(課題一覧)
1) スイング解析に関する文章では、図中の実線は何の加速度を示しているか。
2) スイング解析に関する文章を、最後の文の次から書き継いでください。

(対象文)
-*-

このようにスイング解析システムは、スイング解析装置1と、加速度センサ2と、スイング解析装置1と加速度センサ2とを通信可能に接続する通信回線3とにより構成されている。
【0014】
スイング解析装置1は、通信部11と、記憶部12と、解析部13と、表示部14と、制御部15とから構成されている。このスイング解析装置1は、例えば通信部11と、記憶部12と、解析部13と、表示部14と、制御部15とを備えたコンピュータ等である。
通信部11は、加速度センサ2との間で通信回線3を介して情報の送受信制御を行い、加速度センサ2から送信された加速度の情報を加速度情報として受信するものである。
【0015】
記憶部12は、メモリ等で構成された記憶手段であり、通信部11で加速度センサ2から受信した加速度の情報を記憶し、またスイング解析装置1全体の動作を制御するための制御プログラム(ソフトウェア)や制御情報等を記憶するものである。
解析部13は、記憶部12に記憶された加速度の情報に基づいて競技者のスイングを解析するとともに競技用具の先端の速度を算出し、予測するものである。この解析部13は、記憶部12に記憶された加速度の情報から時間の経過を表す情報と加速度を表す情報とを抽出し、さらに抽出した情報から時間の経過とともに変化するX軸、Y軸、Z軸の加速度の情報を抽出し、抽出したX軸、Y軸、Z軸の加速度の情報に基づいて競技者のスイングを解析するとともに競技用具の先端の速度を予測する。
【0016】
表示部14は、液晶ディスプレイ等の表示出力手段であり、記憶部12に記憶された加速度の情報を表示するとともに、解析部13により解析された競技者のスイングに関する情報や解析部13により算出、予測された競技用具の先端の速度を表示するものである。
制御部15は、CPU(Central Processing Unit)等の演算手段および制御手段であり、記憶部12に記憶された制御プログラム(ソフトウェア)や制御情報等に基づいてスイング解析装置1全体の動作を制御するものである。
【0017】
このように構成されたスイング解析装置1は、加速度センサ2から所定の周期時間で計測された三方向の加速度の情報を通信部11で受信して記憶部12に記憶させ、解析部13は記憶部12に記憶された三方向の加速度の情報から競技者のスイングを解析するとともに競技用具の先端の速度を予測し、その結果を表示部14に表示する。したがって、競技者は、スイング解析装置1の表示部14に表示された情報に基づいて自己のスイングを矯正することができる。
【0018】
上述した構成の作用について図3から図11に基づいて説明する。
図3から図11において、横軸は時間の経過を示し、縦軸は加速度(縦軸の1目盛りは1.0G(1.0G=9.8m/s2:重力加速度))を示している。また、図中の破線は上述したX軸方向の加速度、実線はY軸方向の加速度、一点鎖線はZ軸方向の加速度を示している。

-*-

(表示情報)
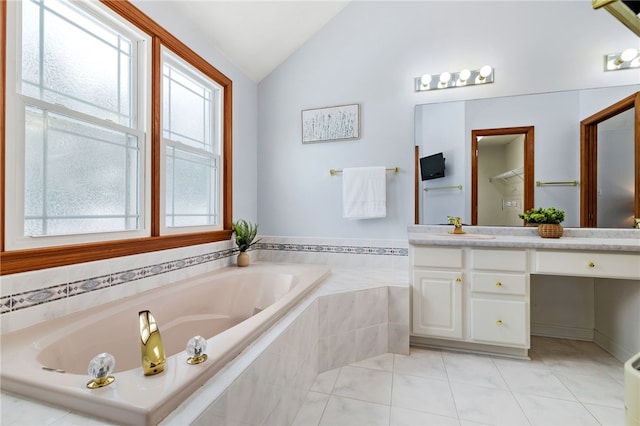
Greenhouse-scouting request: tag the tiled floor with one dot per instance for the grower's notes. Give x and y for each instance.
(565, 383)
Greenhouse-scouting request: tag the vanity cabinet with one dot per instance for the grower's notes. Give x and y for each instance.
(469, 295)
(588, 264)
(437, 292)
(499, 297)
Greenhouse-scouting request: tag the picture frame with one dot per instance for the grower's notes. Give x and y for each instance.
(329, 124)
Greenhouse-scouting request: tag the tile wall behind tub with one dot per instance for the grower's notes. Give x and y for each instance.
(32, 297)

-*-

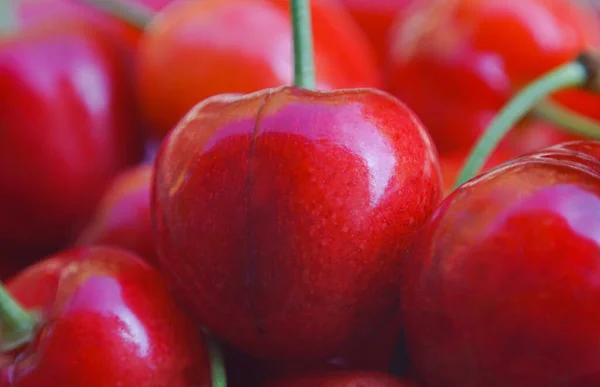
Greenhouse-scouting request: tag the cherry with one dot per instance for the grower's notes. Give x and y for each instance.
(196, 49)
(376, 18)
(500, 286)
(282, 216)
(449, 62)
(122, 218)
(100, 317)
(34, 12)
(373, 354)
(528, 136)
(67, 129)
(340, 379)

-*-

(解答)
1) Y軸方向の加速度を示している。

2)
【0019】
まず、スイング解析装置の制御部および解析部が行うスイング全体の解析処理を図3の実施例におけるスイング時の加速度の変化を示す説明図に基づいて図1を参照しながら説明する。なお、以下の説明では、競技者はスイングを行い、スイング解析装置1は、加速度センサ2から当該競技者が行ったスイングに伴う加速度の情報を通信部11で受信し、記憶部12に記憶しているものとする。
【0020】
スイング解析装置1の解析部13は、制御部15の指示により、記憶部12に記憶された加速度の情報から上述したX軸方向の加速度、Y軸方向の加速度、およびZ軸方向の加速度を抽出し、横軸を時間の経過、縦軸を加速度として抽出したX、Y、Z軸の加速度の変化を表すグラフを作成する。なお、図3は作成したグラフを表示部14に表示した例を示している。
【0021】
図3において、T1はスイング(バックスイング)開始時点、T2はバックスイングの終了時点、T3はゴルフクラブがゴルフボールを打撃(インパクト)する打撃時点、T4はスイングの終了時点を示している。また、T1からT2の間はバックスイング、T2からT3の間はダウンスイング、T3からT4はインパクト後のフォローを示している。
【0022】
解析部13は、記憶部12に記憶された加速度の情報に基づき、時間の経過にしたがってX軸方向の加速度、Y軸方向の加速度、およびZ軸方向のいずれかの方向における加速度の変化が発生する時点を検出し、その時点をT1(スイングの開始)とする。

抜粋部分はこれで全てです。